• ACTIONS TO TAKE:
A. In the forum thread, what is the easiest way to keep the proposed error for a pure-octave TOP?
B. Retype the stretch of the forum thread from "where w are" through "projective space, right?".
C. In the forum thread, why did the writer presume the question about 5-limit meantone was rhetorical?

• PAGE TEXT:
%%

I'm not sure I understand this table . . .

🔗Gene Ward Smith <gwsmith@svpal.org>

--- In tuning-math@yahoogroups.com, "wallyesterpaulrus" <perlich@a...>
wrote:
>
> --- In tuning-math@yahoogroups.com, "Gene Ward Smith" <gwsmith@s...>
> wrote:
> >
> > --- In tuning-math@yahoogroups.com, "wallyesterpaulrus" <perlich@a...>
> > wrote:
> >
> > > You didn't answer my final question. Would you? Let's stick to 5-
> > > limit for that, OK?
> >
> > I presume the question was rhetorical.
>
> As usual, when you assumed this, you assumed incorrectly. Now let me
> ask you for the *third* time to answer it.

For 5-limit meantone, everything shaper than 1/4-comma has the biggest
tuning damage on 6/5, less than that and it's on 3/2. I presume you
knew that, so I presumed the question was rhetorical.

🔗Graham Breed <gbreed@gmail.com>

wallyesterpaulrus wrote:

> Helps? You seemed to be giving a specific proposal: stretch the TOP > tuning. But it's really not that specific . . .

I'm proposing that any pure-octave TOP should keep the error as

(max(w)-min(w))/(max(w)+min(w))

where w are the weighted primes. The easiest way to do that is to stretch the real TOP. And the same works for other weighted-prime measures. For the RMS, the expression is

1 - <w>2/<w2>

std(w)/rms(w)

I suppose these are values in projective space, right?

Now to this:

>>16:15 weighted as 15:4 -
>>15:14 weighted as is
>>10:9 weighted as is
>> 9:8 weighted as 9:4 -
>> 8:7 weighted as 7:2 -
>> 7:6 weighted as 7:3 -
>> 6:5 weighted as 5:3 -
>> 5:4 weighted as 5:2 -
>> 4:3 weighted as 3:2 -
>> 7:5 weighted as is
>>10:7 weighted as 7:5 -
>> 3:2 weighted as is
>> 8:5 weighted as 5:2 -
>> 5:3 weighted as is
>>12:7 weighted as 7:3 -
>> 7:4 weighted as 7:2 -
>>16:9 weighted as 9:4 -
>> 9:5 weighted as 10:9 +
>>15:8 weighted as 15:4 -
>> 2:1 always perfect
>>15:7 weighted as 15:14+
>> 9:4 weighted as is
>>16:7 weighted as 7:4 -
>> 7:3 weighted as is
>>12:5 weighted as 5:3 -
>> 5:2 weighted as is
>> 8:3 weighted as 3:2 -
>>14:5 weighted as 7:5 -
>> 3:1 weighted as 3:2 +
>>16:5 weighted as 5:2 -
>>10:3 weighted as 5:3 -
>> 7:2 weighted as is
>>15:4 weighted as is
>> 4:1 always perfect
>> 9:2 weighted as 9:4 +
>>14:3 weighted as 7:3 -
>> 5:1 weighted as 5:2 +
>>16:3 weighted as 3:2 -
>> 6:1 weighted as 3:2
>> 7:1 weighted as 7:2 +
>>15:2 weighted as 15:4+
>> 8:1 always perfect
>> 9:1 weighted as 9:4 +
>>10:1 weighted as 5:2
>>12:1 weighted as 3:2
>>14:1 weighted as 7:2
>>15:1 weighted as 15:4+
>>16:1 always perfect

> I'm not sure I understand this table . . .

%%

Entries pointing to named objects:

%%

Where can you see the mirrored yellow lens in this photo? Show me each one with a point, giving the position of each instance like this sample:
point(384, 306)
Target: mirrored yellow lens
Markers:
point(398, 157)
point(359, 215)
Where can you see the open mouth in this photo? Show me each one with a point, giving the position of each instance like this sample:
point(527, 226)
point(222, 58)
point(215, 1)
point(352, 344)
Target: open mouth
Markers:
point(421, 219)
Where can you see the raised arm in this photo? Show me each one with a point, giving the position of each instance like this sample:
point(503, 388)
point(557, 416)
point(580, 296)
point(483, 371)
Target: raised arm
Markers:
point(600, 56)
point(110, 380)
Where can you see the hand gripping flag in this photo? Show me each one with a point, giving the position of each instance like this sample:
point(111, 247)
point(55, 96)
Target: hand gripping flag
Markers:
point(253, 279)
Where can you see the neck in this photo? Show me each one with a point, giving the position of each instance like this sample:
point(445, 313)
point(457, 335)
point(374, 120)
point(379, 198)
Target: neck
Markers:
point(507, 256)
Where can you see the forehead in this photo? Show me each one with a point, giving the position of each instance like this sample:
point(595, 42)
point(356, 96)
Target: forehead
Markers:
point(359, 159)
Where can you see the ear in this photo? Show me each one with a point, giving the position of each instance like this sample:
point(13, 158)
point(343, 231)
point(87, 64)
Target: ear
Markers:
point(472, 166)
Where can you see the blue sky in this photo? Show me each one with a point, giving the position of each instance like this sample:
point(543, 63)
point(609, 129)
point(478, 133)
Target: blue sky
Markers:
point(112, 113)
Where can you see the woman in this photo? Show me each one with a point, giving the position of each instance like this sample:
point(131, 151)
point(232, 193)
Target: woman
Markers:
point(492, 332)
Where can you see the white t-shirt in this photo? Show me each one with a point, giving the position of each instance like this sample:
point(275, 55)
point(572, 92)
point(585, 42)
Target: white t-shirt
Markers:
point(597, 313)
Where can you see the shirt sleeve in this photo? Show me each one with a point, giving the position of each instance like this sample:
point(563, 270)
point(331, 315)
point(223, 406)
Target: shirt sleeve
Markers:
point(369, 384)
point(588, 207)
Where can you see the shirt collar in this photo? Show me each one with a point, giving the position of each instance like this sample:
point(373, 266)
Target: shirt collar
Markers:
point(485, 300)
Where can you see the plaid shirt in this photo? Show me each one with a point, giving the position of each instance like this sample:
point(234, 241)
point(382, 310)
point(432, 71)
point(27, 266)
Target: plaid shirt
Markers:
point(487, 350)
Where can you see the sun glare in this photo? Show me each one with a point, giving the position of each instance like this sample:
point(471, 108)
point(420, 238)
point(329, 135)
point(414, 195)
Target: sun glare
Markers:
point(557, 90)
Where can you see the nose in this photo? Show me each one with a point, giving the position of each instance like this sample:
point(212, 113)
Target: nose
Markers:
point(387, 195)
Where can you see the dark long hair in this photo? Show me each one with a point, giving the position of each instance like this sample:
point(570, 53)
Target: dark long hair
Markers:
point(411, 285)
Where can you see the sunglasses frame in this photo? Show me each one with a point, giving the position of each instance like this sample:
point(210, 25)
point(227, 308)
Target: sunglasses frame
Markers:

%%

• ANSWERS FOR THE EXERCISE:
A. Stretch the real TOP.

B.
where w are the weighted primes. The easiest way to do that is to stretch the real TOP. And the same works for other weighted-prime measures. For the RMS, the expression is

1 - <w>2/<w2>

std(w)/rms(w)

I suppose these are values in projective space, right?

C. The writer presumed the asker already knew the answer: everything sharper than 1/4-comma has its biggest tuning damage on 6/5, and anything less has it on 3/2.